• _Aim of the exercise_:
The expected output is an exact restatement of all the records.

[Point-per-instance localization data]
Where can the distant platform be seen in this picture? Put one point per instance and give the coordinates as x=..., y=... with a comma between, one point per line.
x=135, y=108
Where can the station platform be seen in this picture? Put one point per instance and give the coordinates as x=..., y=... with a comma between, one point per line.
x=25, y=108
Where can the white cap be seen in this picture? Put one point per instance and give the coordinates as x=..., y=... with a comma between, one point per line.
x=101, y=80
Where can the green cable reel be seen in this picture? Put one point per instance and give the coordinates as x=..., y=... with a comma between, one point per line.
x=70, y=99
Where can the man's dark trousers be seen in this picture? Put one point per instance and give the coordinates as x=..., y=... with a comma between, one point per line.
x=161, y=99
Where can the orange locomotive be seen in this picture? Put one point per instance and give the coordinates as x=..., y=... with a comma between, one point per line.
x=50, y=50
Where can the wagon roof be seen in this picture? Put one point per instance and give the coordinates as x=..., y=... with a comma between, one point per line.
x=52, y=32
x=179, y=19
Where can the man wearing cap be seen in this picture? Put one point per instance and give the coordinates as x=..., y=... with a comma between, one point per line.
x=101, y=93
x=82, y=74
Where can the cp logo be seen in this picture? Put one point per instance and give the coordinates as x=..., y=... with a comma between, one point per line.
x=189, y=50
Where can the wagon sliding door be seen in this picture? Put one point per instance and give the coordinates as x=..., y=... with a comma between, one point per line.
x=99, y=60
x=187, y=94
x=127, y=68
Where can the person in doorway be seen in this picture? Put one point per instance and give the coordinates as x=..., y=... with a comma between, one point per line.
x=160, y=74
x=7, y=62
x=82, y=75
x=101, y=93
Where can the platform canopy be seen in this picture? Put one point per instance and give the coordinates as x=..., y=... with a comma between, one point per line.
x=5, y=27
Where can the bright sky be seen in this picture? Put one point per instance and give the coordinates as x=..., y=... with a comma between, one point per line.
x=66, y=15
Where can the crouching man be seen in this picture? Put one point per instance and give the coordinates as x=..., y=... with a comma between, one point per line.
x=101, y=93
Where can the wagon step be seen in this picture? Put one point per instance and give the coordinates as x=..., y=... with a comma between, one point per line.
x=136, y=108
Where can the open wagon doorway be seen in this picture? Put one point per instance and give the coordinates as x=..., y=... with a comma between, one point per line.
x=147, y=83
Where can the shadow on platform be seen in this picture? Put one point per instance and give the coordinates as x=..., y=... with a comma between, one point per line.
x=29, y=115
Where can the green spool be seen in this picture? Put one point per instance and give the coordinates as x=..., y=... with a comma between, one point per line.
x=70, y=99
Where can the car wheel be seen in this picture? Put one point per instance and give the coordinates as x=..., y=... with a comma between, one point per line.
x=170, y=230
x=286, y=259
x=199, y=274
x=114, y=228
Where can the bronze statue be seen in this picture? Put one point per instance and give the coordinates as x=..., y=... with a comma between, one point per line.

• _Answer space_:
Where can the distant platform be seen in this picture? Put one point per instance and give the coordinates as x=..., y=... with a comma between, one point per line.
x=135, y=108
Where can the station platform be seen in this picture? Put one point per instance and give the coordinates as x=..., y=... with a comma between, one point per line.
x=25, y=108
Where can the white cap be seen in this picture? Put one point per instance and give the coordinates as x=..., y=... with a comma between, one point per line.
x=101, y=80
Where can the green cable reel be seen in this picture? Put one point per instance and give the coordinates as x=..., y=... with a comma between, one point per line.
x=70, y=99
Where can the man's dark trousers be seen in this picture? Put one point per instance and give the coordinates as x=..., y=... with a comma between, one point per line.
x=161, y=99
Where can the orange locomotive be seen in this picture? Put one point per instance and give the coordinates as x=..., y=... with a comma between, one point per line.
x=50, y=50
Where can the wagon roof be seen in this picture? Put one point per instance and give the coordinates as x=..., y=... with a comma between, one point per line.
x=52, y=32
x=179, y=19
Where can the man wearing cap be seen in this picture? Put one point per instance and give the coordinates as x=..., y=... with a comma between, one point per line.
x=101, y=93
x=82, y=74
Where can the cp logo be seen in this picture? Put one point per instance and give the coordinates as x=..., y=... with a comma between, one point per line.
x=189, y=50
Where can the wagon sliding door be seen in this picture? Put one point per instance and give the coordinates as x=..., y=... with a comma between, one point per line.
x=99, y=60
x=187, y=94
x=127, y=68
Where can the person in doorway be seen in this picture? Put one point per instance and give the coordinates as x=..., y=... with a comma between, one point per line.
x=160, y=74
x=7, y=62
x=82, y=75
x=101, y=93
Where can the platform canopy be seen in this picture? Put one point per instance and give the coordinates as x=..., y=... with a comma between, one point per line.
x=5, y=27
Where can the bright sky be seen in this picture? Put one point per instance and give the coordinates as x=..., y=... with a comma between, one point per line.
x=66, y=15
Where can the crouching man be seen in this picture? Put one point per instance and give the coordinates as x=..., y=... with a comma between, one point per line.
x=101, y=93
Where can the wagon step be seen in this picture? Put one point per instance and give the coordinates as x=..., y=... with a comma between, one point per line.
x=136, y=108
Where can the open wagon doorway be seen in this picture? Put one point per instance and give the coordinates as x=..., y=... with a comma between, one point per line.
x=147, y=83
Where can the shadow on platform be seen in this picture? Put one point per instance and give the coordinates as x=..., y=... with a comma between, one point per line.
x=29, y=115
Where can the green spool be seen in this picture? Put one point per instance and give the coordinates as x=..., y=... with a comma between, one point per line.
x=70, y=99
Where can the car wheel be seen in this picture? Put one point per instance and give the coordinates as x=..., y=... with a comma between, one point per line.
x=170, y=230
x=286, y=259
x=199, y=274
x=114, y=228
Where can the bronze statue be seen in this picture? Put one point per instance and give the coordinates as x=..., y=... with a comma between, one point per line.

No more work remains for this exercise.